Which lines in the rows below contain the string "roadside"? Copy each of those lines in full.

[Begin Supplied records]

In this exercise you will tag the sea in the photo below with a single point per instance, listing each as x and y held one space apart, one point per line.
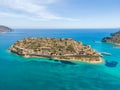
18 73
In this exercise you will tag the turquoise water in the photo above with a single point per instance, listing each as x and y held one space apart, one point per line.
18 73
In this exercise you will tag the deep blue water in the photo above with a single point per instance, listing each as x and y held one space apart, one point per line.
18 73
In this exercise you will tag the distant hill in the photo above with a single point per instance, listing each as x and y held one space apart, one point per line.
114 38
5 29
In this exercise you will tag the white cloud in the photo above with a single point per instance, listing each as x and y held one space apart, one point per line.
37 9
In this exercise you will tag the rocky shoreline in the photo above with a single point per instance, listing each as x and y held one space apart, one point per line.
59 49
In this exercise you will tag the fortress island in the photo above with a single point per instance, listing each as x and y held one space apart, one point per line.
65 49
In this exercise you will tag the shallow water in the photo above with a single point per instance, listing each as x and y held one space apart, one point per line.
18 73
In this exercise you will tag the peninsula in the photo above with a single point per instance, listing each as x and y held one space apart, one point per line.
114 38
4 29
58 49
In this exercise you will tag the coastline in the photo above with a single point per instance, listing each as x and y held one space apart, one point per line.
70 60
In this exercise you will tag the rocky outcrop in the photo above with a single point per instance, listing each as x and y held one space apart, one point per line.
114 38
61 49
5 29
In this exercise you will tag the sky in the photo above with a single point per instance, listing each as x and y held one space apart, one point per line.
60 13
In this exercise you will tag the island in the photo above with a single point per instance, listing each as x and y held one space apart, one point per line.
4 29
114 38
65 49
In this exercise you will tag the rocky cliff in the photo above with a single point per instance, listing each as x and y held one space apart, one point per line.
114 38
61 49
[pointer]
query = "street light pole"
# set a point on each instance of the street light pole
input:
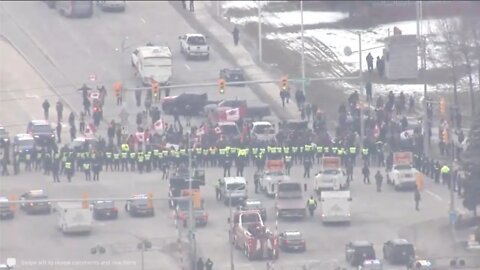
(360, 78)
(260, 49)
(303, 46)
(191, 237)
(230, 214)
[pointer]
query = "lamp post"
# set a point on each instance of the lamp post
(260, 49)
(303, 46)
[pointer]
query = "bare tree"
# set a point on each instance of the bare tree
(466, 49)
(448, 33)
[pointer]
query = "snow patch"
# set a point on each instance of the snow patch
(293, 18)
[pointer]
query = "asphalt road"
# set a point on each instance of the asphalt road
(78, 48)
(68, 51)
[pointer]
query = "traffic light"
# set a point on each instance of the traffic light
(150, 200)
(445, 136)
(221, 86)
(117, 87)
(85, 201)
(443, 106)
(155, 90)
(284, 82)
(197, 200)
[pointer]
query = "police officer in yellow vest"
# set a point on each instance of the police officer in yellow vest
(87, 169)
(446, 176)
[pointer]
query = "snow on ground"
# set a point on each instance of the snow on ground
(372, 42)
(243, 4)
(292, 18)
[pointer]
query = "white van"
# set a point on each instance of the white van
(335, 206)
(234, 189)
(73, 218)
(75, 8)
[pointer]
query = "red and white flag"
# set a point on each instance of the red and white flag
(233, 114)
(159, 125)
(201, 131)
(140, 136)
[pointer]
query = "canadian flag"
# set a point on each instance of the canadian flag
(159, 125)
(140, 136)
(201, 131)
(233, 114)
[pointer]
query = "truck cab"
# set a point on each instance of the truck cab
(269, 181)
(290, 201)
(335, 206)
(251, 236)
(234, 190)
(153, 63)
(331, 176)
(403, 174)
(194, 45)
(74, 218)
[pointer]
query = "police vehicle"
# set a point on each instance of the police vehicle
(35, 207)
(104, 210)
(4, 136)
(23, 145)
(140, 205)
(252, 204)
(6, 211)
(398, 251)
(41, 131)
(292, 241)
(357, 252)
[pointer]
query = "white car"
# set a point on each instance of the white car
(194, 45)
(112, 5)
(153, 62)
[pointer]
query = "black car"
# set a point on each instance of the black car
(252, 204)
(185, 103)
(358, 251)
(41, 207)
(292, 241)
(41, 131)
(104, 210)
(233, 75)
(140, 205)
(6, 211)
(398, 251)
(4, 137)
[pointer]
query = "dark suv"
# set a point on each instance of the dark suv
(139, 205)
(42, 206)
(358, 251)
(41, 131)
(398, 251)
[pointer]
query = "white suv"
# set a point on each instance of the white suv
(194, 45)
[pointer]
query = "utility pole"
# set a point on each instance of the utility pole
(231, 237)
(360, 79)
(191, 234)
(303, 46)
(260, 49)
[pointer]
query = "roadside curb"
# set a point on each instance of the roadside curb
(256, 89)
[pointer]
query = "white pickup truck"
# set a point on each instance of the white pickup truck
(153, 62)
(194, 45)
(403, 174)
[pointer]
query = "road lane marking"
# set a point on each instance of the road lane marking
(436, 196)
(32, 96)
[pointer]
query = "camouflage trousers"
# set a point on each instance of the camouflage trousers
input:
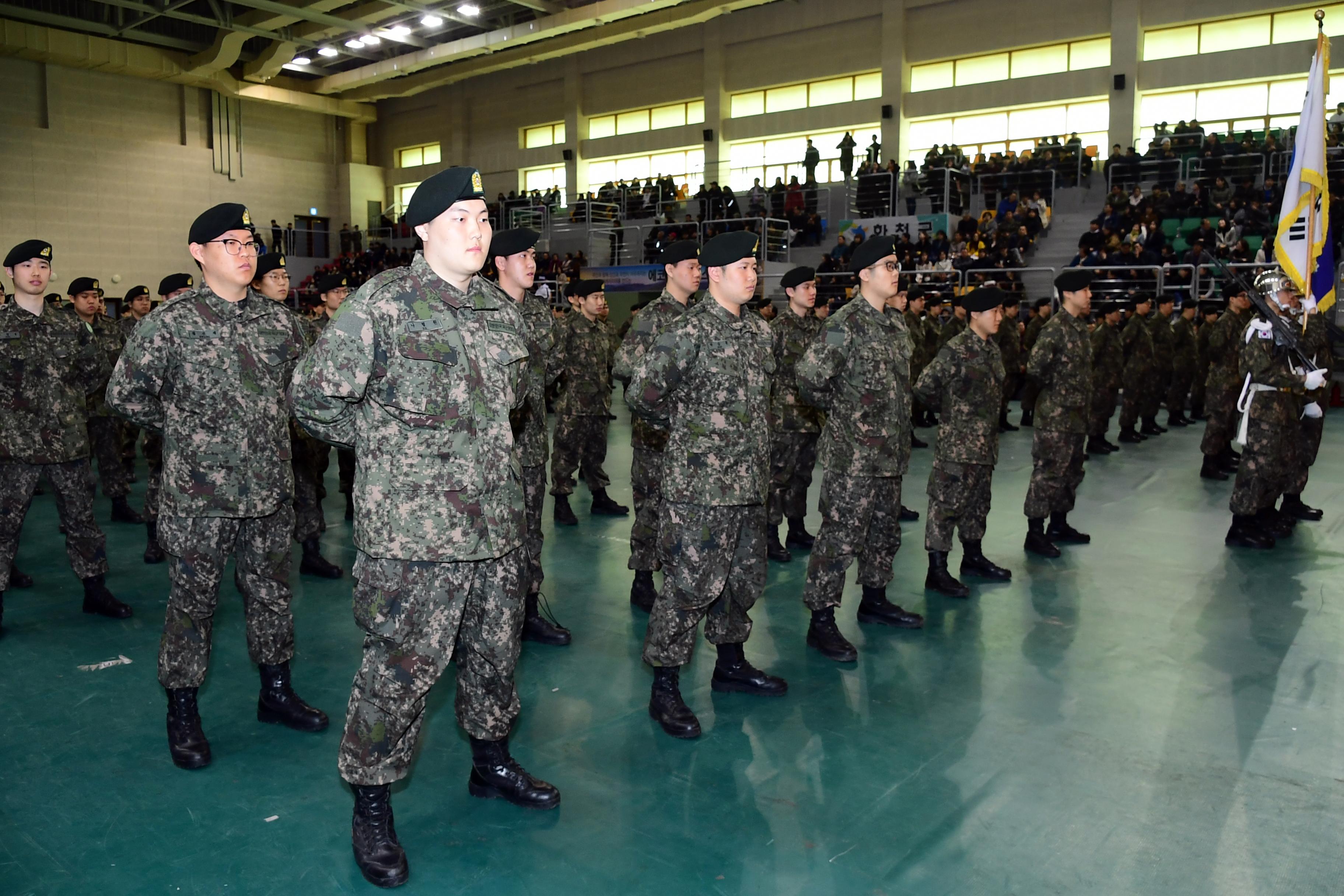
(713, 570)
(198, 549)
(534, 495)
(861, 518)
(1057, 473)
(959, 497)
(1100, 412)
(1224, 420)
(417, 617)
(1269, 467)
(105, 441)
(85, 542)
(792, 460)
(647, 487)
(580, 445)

[End Supplied records]

**The solution**
query = "roadside curb"
# set a point on each instance of the roadside curb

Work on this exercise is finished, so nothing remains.